■ **Requirement**
From the entries below, transcribe exactly the lines between the line holding "Target: brown branch" and the line holding "the form [676,179].", inclusive; skip all other lines.

Saved entries:
━━━━━━━━━━━━━━━━━━━━

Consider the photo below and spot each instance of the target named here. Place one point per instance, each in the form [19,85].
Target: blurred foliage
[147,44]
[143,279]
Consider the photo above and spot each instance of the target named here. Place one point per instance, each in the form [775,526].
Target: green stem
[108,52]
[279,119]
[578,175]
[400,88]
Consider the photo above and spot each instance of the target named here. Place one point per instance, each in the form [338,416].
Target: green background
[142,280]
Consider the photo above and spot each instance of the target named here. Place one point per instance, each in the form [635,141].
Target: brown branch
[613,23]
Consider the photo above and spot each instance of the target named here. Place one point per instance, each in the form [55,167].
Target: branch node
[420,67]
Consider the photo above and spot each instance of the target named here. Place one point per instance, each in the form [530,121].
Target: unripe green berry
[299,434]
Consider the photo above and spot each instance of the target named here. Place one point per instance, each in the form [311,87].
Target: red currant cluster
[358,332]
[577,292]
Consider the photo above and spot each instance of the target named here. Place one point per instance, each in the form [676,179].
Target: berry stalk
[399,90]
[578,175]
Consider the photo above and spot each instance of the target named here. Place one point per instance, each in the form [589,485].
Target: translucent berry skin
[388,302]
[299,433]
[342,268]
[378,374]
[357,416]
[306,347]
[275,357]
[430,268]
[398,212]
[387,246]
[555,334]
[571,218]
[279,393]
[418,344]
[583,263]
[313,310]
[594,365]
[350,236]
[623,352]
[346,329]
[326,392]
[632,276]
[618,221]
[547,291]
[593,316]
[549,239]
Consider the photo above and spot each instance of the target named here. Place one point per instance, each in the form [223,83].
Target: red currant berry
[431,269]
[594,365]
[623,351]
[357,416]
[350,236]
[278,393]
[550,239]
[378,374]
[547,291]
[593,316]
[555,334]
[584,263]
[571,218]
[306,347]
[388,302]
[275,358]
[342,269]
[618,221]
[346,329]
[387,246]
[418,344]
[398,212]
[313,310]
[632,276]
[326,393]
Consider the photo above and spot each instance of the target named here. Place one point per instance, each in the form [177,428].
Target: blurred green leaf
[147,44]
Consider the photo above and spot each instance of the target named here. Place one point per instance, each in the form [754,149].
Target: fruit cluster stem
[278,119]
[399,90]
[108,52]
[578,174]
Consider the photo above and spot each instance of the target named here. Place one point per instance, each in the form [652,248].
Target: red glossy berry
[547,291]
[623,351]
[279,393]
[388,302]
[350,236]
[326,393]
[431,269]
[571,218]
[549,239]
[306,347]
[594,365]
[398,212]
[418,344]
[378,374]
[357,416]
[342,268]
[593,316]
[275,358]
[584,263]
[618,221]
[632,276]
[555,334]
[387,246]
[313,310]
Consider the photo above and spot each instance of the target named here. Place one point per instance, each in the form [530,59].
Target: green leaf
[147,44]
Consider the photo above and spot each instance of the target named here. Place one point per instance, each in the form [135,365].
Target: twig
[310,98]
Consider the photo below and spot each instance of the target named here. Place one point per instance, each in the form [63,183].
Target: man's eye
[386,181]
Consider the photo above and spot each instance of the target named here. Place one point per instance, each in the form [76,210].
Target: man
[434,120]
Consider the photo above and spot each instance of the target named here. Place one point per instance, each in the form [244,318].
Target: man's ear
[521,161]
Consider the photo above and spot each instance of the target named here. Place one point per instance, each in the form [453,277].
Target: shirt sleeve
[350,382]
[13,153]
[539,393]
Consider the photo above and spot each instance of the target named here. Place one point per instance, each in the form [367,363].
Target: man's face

━━━━━━━━━━━━━━━━━━━━

■ **Result of this task**
Target: brown branch
[613,23]
Consider the photo above and spot each instance of the target named here. Place one point per instance, each in the form [55,167].
Target: branch node
[420,67]
Consider the photo above and spot each instance of the target named here. Place one point per instance, each in the form [530,121].
Target: unripe green berry
[299,434]
Consider the photo above and spot each instance of the target named here. Place one point per instance, each in the form [311,87].
Target: red currant cluster
[358,332]
[577,292]
Consider the photo above and spot each instance of the target named here. Place one point per instance, each in the form [676,179].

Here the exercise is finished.